Task instructions: Copy these records, replacing "trace the outline of" with "draw the boundary around" everywhere and keeping everything else the same. Omit the pictures.

━━ Data listing ━━

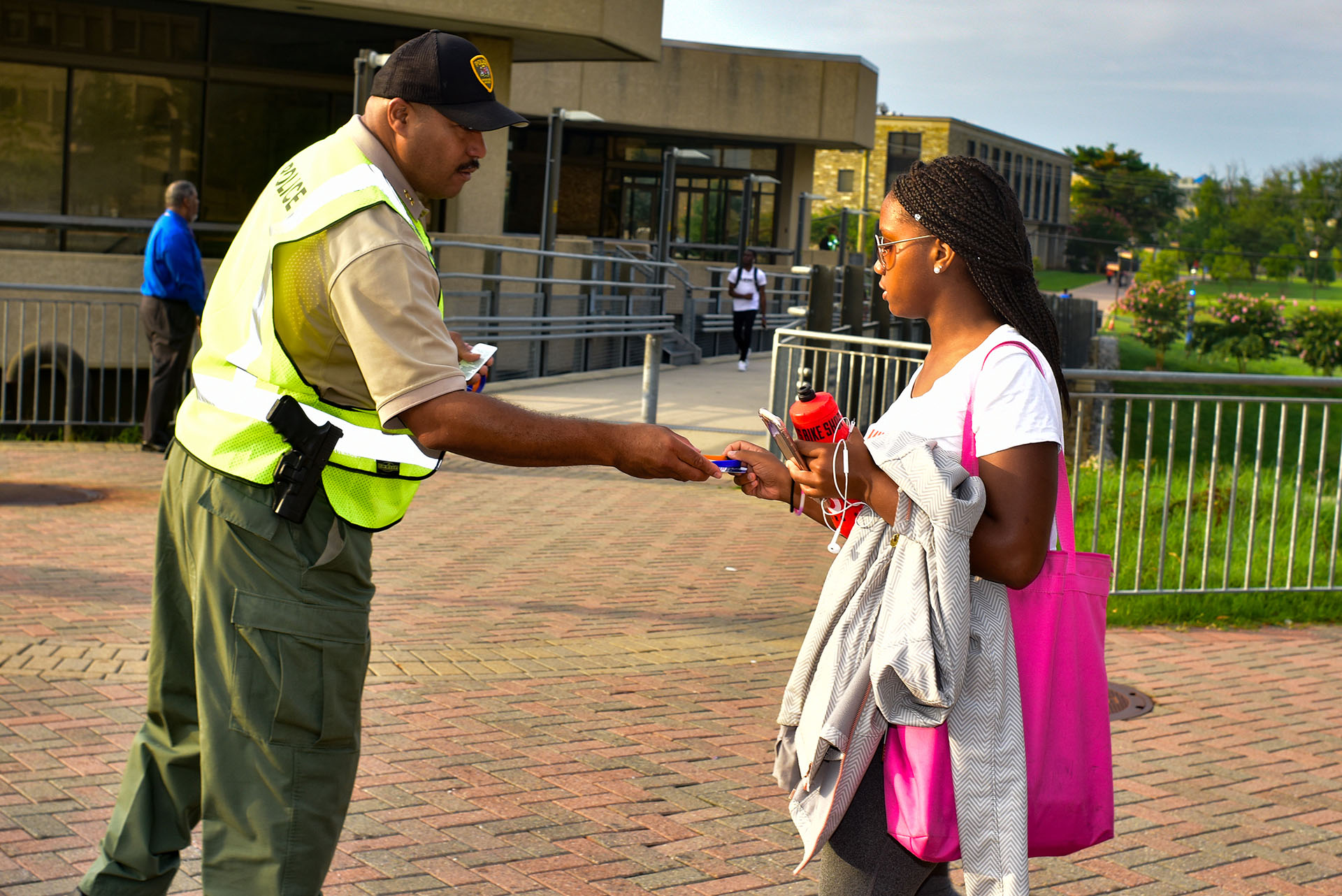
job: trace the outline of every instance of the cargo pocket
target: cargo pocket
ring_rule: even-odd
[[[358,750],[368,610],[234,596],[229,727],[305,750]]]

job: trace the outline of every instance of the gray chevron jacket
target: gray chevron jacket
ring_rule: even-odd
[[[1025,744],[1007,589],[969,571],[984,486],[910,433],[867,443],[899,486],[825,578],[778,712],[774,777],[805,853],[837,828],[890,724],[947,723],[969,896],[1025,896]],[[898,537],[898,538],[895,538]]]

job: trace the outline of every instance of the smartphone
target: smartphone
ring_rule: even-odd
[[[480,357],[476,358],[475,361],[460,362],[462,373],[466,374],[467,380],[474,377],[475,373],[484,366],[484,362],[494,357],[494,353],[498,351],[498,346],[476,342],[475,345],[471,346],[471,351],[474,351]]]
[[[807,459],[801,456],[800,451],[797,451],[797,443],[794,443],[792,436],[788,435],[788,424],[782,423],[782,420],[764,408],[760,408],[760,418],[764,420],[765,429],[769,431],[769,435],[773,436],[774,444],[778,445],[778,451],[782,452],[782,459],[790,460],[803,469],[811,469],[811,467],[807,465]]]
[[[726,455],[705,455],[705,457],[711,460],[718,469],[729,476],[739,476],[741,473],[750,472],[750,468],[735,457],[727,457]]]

━━━

Written answer:
job: draw the boundary around every instance of the cargo pocket
target: cargo pocket
ring_rule: even-odd
[[[358,750],[368,610],[234,596],[229,727],[305,750]]]

job: draw the boundary around every instance of the gray chevron jacket
target: gray chevron jacket
ring_rule: even-odd
[[[1025,744],[1007,589],[969,571],[984,486],[910,433],[867,443],[899,486],[825,578],[778,712],[774,777],[805,853],[837,828],[890,724],[947,723],[969,896],[1025,896]],[[898,537],[898,538],[895,538]]]

job: draw the boundary around every instance of the smartphone
target: smartphone
ring_rule: even-odd
[[[480,357],[476,358],[475,361],[460,362],[462,373],[466,374],[467,380],[474,377],[475,373],[484,366],[484,362],[494,357],[494,353],[498,351],[498,346],[476,342],[475,345],[471,346],[471,351],[474,351]]]
[[[807,459],[801,456],[800,451],[797,451],[797,443],[794,443],[792,436],[788,435],[788,424],[782,423],[782,420],[764,408],[760,408],[760,418],[764,420],[765,429],[769,431],[769,435],[773,436],[774,444],[778,445],[778,451],[782,452],[782,459],[790,460],[803,469],[811,469],[811,467],[807,465]]]
[[[726,455],[705,455],[705,457],[711,460],[718,469],[729,476],[739,476],[741,473],[750,472],[750,468],[735,457],[727,457]]]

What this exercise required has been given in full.